# TASK DETAILS:
In the entries that follow, the lines from the one with "255L203 269H200L204 279L213" through the one with "negative clicks: (82, 241)" are the ones to write out, exactly and with both ends included. Nothing else should appear.

Source data:
= Beginning of Section =
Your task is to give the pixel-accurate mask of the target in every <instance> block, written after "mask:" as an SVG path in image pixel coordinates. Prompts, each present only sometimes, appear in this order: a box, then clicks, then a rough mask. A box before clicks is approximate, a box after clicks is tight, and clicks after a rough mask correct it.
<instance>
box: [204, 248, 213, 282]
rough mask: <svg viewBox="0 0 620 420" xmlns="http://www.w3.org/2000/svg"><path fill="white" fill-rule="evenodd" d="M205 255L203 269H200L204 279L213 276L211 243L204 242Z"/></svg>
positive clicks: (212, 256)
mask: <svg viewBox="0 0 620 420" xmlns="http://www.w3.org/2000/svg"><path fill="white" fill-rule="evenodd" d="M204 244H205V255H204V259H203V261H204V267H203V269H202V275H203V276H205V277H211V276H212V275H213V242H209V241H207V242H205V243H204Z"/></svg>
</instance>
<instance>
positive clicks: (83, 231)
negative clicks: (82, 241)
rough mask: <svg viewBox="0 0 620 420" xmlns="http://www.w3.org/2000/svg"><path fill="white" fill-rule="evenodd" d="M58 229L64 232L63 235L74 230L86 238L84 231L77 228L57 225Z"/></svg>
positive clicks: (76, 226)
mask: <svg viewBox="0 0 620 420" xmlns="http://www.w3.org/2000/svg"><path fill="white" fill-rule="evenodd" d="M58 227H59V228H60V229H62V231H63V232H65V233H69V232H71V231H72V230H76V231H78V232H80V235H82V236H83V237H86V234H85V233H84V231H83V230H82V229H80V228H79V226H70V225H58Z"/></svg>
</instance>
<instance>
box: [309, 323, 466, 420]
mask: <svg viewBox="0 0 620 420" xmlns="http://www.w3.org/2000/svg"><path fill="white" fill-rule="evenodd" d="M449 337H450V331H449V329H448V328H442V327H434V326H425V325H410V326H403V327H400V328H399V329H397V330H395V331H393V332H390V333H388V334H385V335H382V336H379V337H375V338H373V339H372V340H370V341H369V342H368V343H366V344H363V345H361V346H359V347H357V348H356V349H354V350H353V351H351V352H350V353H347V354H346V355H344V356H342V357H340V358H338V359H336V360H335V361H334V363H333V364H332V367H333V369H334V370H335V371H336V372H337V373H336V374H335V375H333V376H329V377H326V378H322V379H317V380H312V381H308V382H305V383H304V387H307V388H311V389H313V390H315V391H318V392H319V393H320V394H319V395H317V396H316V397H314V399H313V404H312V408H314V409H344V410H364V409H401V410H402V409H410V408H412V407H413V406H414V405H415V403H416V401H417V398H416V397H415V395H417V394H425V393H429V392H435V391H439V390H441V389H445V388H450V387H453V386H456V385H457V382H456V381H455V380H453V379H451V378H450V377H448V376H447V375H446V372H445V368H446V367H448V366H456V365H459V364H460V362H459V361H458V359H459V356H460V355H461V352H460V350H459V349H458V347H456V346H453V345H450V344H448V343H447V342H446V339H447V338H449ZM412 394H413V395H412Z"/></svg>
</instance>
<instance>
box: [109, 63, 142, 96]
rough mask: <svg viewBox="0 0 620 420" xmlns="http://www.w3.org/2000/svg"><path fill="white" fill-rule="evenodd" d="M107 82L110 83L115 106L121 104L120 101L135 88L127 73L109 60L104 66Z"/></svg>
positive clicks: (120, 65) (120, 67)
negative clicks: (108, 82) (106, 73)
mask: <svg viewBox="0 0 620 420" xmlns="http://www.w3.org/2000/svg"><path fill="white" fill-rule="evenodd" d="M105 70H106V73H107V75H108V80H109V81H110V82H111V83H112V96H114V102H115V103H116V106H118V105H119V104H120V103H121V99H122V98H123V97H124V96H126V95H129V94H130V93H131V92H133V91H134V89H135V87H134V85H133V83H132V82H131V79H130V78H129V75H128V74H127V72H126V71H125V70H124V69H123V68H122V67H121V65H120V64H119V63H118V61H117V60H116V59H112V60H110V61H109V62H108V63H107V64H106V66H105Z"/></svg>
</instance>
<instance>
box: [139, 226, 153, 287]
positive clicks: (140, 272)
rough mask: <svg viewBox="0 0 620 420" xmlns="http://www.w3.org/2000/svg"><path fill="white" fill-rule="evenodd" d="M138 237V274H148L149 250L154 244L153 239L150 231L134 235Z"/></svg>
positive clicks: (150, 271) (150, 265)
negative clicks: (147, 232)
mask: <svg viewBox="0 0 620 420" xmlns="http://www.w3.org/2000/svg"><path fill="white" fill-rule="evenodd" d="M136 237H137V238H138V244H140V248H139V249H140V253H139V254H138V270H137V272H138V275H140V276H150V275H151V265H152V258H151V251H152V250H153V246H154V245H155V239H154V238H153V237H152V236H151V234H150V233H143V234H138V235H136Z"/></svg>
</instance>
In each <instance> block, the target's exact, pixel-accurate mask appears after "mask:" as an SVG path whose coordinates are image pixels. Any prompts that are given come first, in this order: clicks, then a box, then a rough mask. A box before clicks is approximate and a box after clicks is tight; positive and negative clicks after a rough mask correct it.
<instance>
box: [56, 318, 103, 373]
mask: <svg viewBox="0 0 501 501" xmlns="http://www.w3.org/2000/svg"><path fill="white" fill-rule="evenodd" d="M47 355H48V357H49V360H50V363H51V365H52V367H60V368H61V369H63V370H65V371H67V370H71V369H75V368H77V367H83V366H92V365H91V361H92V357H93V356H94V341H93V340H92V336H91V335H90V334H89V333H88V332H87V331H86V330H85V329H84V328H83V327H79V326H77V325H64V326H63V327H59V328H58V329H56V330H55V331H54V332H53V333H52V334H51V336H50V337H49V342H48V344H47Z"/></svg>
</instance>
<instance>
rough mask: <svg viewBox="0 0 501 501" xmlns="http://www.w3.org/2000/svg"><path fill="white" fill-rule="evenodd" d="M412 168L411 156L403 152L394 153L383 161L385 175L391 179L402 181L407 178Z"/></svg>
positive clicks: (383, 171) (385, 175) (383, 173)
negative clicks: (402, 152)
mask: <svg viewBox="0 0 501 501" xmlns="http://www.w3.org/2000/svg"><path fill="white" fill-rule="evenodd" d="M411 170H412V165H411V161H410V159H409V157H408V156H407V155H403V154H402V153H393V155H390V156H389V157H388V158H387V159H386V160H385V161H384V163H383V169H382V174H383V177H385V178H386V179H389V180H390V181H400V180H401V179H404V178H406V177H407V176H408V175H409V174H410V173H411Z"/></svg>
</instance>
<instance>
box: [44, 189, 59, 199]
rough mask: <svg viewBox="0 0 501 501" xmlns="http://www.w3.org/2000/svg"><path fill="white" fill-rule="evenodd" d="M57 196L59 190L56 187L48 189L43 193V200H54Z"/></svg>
= End of Section =
# OUTPUT BELOW:
rough mask: <svg viewBox="0 0 620 420" xmlns="http://www.w3.org/2000/svg"><path fill="white" fill-rule="evenodd" d="M205 255L203 269H200L204 279L213 276L211 243L204 242Z"/></svg>
positive clicks: (212, 256)
mask: <svg viewBox="0 0 620 420" xmlns="http://www.w3.org/2000/svg"><path fill="white" fill-rule="evenodd" d="M204 244H205V255H204V259H203V261H204V267H203V269H202V275H203V276H205V277H211V276H212V275H213V242H209V241H207V242H205V243H204Z"/></svg>
</instance>
<instance>
positive clicks: (83, 231)
negative clicks: (82, 241)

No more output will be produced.